List of tasks –
A. Copy out the part of the Dose Dose text that opens with "About Dose Dose" and closes with "their daily lives.".
B. Write the next part of the Dose Dose text, starting after its final sentence.

Text for analysis –
══════════

About Dose Dose

Dose Dose is a platform to discover and buy all things related to microdosing. We are on the cusp of a renaissance, sparked by psychedelics as thousands of years of wisdom is finally being studied by science, endorsed by institutions, and adopted by people who want to become better. There is a way to integrate psychedelics into daily life to become better individuals and better communities. This requires blending ancient wisdom with modern day science to spark healing, connection, and progress. Dose Dose wants to help clinical research, develop products and processes for integration based on modern day science and ancient spiritual practice, and build a conscious community of people who begin incorporating psychedelics into their daily lives.

About Michael McIntosh

Michael McIntosh founded Dose Dose after his experiences with psychedelics which helped initiate a journey inwards to heal, accept, and grow. These experiences were a catalyst for a new way of being. Michael wants to contribute his part to this psychedelic renaissance and is excited about the collaborations, the discoveries, the communities, and the journeys ahead. Michael has years of experience working with different technology start-up companies, vitamin companies, and art-based non-profits across the world.

Story

I remember the first time someone told me, "we only use 10% of our brains." I don't know if I've ever come to believe in something as quickly as I came to believe in that statement. Probably because it gave me so much hope. What does that mean? 10 times smarter? Happier? Healthier? Ten times more full?

My curiosity with the brain started at a young age. My father had a traumatic brain injury when he was 49 years old which left him paralyzed for the rest of his life. But his mind always remained so vivid and full. My brother is diagnosed with something called Williams Syndrome which has made his brain particularly unique. He feels deeply, shares emotionally-charged parables like a sage, has hardly any social inhibitions and is gifted with musicality. Yet his intellectual disability reveals itself when he has to solve problems, or use his motor skills, his concentration, regulate his emotions, or work through his very intense levels of fear.

══════════

Provided material –
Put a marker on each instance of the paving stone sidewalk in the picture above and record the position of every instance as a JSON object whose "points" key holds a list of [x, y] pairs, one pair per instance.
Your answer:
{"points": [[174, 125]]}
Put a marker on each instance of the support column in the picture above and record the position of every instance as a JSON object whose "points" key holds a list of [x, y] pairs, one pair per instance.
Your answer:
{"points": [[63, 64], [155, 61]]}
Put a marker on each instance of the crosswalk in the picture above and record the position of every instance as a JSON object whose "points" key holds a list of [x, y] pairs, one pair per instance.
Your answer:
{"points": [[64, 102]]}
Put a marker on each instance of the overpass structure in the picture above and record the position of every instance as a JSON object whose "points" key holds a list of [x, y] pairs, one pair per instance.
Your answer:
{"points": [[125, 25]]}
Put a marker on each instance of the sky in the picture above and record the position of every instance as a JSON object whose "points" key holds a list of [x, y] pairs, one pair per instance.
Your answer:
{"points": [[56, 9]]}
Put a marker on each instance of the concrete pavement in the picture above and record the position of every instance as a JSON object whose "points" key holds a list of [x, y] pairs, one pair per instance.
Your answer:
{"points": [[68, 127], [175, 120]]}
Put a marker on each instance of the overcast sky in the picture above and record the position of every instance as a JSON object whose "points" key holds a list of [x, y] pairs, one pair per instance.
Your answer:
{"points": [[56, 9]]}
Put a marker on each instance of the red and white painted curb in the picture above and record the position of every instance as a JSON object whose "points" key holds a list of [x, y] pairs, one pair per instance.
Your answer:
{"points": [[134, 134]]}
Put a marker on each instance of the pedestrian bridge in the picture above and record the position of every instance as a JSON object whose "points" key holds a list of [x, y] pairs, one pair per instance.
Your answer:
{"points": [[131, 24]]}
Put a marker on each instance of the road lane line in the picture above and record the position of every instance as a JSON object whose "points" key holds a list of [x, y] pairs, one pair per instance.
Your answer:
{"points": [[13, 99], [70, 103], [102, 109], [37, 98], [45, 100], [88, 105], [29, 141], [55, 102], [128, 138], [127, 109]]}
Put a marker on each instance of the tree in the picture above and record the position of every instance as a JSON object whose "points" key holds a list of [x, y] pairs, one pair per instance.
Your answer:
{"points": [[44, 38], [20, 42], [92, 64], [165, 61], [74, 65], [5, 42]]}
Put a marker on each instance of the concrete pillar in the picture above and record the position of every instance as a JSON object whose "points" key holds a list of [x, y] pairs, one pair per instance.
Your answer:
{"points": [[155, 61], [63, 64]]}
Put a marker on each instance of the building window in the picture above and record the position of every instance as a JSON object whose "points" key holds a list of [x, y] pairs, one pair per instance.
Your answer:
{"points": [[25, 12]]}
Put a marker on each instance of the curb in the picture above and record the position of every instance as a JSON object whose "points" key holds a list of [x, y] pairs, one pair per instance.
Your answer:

══════════

Written answers –
A.
About Dose Dose

Dose Dose is a platform to discover and buy all things related to microdosing. We are on the cusp of a renaissance, sparked by psychedelics as thousands of years of wisdom is finally being studied by science, endorsed by institutions, and adopted by people who want to become better. There is a way to integrate psychedelics into daily life to become better individuals and better communities. This requires blending ancient wisdom with modern day science to spark healing, connection, and progress. Dose Dose wants to help clinical research, develop products and processes for integration based on modern day science and ancient spiritual practice, and build a conscious community of people who begin incorporating psychedelics into their daily lives.

B.
About 16 months ago, this curiosity with the brain sparked again. This time, it was my own brain. I didn't feel good. I didn't like the man I was becoming. I wanted to change.

Change can be difficult because our brains are stubborn. There are, on average, over 1 quadrillion connections in our head which allow different neurons to speak to each other. These connections are like roads. Traffic will build in some of them. As a result, these roads ossify to highways in our brains which then allows for more traffic.

But sometimes these roads and highways are not well designed.

An example might be a stimulus that is stressful or challenging. It comes from the external world, and chooses to travel down prominent roads in a brain to the amygdala where fear is felt and to the hippocampus which brings back memories. The roads to generate a response might swerve through some parts of the prefrontal cortex where it contributes to the chatter where one creates a sense of identity. Because these roads come from the amygdala and hippocampus - they might also contribute to an identity of shame.

A lot of the roads in my brain were poorly designed. As I sought to change, breathing helped, exercise helped, and talking to people helped. But change was slow.

And then the plants came calling.

In metalwork, there is a process called annealing which means to heat a metal to the point where it becomes malleable so as to change either the chemical composition or the form of the metal. When taking a psychedelic like ayahuasca or psilocybin, it induces a state of entropy inside the brain during which work can be done, that upon cooling, leaves a lasting change.

It did for me. New connections were formed, and old ones broken. I processed mistakes and emotions. The word psychedelic comes from the Greek word psykhē which translates to "mind" and dēloun which means to "make visible, reveal". So psychedelic literally translates to "to make the mind visible."

But because of the malleability and vulnerability that a psychedelic can induce in a brain, it's important some variables be controlled. Leading up to a dose, being in the right state of mind. During a dose, the environment. Following a dose, the integration.

I feel deeply these plant medicines can bring goodness to the world. They can reveal secrets of the mind. They can help us understand the brain with more clarity. They give us tools to change.

It's why I am excited to launch Dose Dose.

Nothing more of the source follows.